What is being asked ▸ Gather every line in the data below that contains the word "life". Case counts.

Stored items
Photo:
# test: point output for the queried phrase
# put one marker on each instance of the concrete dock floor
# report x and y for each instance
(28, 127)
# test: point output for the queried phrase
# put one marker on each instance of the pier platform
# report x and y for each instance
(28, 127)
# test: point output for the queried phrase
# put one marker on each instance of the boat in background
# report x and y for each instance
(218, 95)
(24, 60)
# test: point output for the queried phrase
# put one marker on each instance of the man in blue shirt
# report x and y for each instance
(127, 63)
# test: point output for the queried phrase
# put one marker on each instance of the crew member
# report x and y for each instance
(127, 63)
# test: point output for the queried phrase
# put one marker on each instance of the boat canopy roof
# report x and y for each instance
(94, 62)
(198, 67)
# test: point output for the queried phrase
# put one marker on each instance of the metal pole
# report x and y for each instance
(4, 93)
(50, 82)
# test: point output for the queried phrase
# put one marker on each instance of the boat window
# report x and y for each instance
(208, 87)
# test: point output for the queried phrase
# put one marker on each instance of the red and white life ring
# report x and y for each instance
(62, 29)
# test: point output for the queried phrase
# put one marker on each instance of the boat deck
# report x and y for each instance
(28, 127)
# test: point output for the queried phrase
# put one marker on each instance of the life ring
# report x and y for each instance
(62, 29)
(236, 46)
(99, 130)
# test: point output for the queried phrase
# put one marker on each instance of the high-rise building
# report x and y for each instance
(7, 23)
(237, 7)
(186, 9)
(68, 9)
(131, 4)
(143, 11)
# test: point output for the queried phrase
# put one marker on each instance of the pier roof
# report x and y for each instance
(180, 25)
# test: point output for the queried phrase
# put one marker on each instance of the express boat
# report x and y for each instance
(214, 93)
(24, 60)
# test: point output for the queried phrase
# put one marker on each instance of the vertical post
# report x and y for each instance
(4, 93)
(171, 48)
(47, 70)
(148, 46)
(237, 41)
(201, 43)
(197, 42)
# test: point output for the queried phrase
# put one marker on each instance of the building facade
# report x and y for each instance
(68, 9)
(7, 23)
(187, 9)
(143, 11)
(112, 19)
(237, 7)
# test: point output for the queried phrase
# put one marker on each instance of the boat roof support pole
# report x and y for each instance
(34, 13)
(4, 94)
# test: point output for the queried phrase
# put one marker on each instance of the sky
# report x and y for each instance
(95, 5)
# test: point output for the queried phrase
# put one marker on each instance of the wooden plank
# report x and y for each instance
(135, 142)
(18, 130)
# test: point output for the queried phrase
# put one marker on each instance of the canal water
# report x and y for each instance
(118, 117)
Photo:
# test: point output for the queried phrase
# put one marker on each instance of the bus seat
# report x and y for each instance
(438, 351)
--
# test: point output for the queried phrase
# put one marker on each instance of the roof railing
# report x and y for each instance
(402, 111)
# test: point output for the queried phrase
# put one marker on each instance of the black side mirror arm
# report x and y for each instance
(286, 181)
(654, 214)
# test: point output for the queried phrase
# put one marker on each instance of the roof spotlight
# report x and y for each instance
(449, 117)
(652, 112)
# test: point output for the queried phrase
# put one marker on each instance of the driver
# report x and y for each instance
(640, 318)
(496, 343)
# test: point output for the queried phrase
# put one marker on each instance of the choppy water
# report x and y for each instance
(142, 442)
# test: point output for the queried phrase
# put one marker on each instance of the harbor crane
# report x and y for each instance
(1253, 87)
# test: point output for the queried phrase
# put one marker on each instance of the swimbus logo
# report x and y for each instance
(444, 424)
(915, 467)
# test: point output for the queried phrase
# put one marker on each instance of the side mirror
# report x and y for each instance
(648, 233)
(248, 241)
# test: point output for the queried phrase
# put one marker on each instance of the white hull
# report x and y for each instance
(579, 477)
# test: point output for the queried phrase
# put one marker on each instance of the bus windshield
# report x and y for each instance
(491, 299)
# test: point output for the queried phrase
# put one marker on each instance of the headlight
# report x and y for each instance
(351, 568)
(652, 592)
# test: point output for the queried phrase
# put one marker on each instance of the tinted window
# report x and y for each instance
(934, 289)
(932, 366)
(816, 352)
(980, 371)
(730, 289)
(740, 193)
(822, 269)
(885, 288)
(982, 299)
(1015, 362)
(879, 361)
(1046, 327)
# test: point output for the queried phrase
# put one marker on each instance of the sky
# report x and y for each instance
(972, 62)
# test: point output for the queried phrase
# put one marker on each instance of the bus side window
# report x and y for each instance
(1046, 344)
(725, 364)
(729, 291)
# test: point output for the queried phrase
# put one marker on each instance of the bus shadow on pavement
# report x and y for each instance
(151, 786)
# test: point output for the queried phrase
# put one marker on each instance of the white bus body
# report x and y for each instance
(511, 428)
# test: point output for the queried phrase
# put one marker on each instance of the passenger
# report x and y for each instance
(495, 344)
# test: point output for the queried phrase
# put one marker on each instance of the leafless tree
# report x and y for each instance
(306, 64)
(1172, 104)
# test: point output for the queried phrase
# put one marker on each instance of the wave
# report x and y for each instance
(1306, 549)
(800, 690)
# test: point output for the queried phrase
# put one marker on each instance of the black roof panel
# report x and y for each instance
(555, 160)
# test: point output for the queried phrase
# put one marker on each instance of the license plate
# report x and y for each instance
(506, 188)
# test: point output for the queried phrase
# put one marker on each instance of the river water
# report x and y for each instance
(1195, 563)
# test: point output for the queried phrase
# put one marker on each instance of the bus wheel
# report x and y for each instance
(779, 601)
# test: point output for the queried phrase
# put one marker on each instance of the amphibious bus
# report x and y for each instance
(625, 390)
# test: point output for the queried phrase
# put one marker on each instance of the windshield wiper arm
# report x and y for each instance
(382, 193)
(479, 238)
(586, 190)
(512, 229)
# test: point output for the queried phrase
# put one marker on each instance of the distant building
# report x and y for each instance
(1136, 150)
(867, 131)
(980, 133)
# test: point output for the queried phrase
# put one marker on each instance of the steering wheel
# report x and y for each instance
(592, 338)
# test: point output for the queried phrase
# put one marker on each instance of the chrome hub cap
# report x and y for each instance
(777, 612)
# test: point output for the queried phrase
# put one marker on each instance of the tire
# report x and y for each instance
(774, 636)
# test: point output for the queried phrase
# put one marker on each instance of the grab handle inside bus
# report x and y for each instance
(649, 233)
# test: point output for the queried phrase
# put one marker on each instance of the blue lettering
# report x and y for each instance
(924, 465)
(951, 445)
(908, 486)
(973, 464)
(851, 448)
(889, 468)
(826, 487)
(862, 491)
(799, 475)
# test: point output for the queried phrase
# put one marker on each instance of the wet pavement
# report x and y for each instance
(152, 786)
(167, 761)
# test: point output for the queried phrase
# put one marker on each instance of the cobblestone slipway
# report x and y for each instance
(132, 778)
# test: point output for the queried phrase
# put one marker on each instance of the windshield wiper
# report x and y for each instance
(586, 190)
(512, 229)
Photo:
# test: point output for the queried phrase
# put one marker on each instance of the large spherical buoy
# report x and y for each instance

Complete answer ▸
# put one marker on each instance of the red and white life ring
# put one marker on each instance of the life ring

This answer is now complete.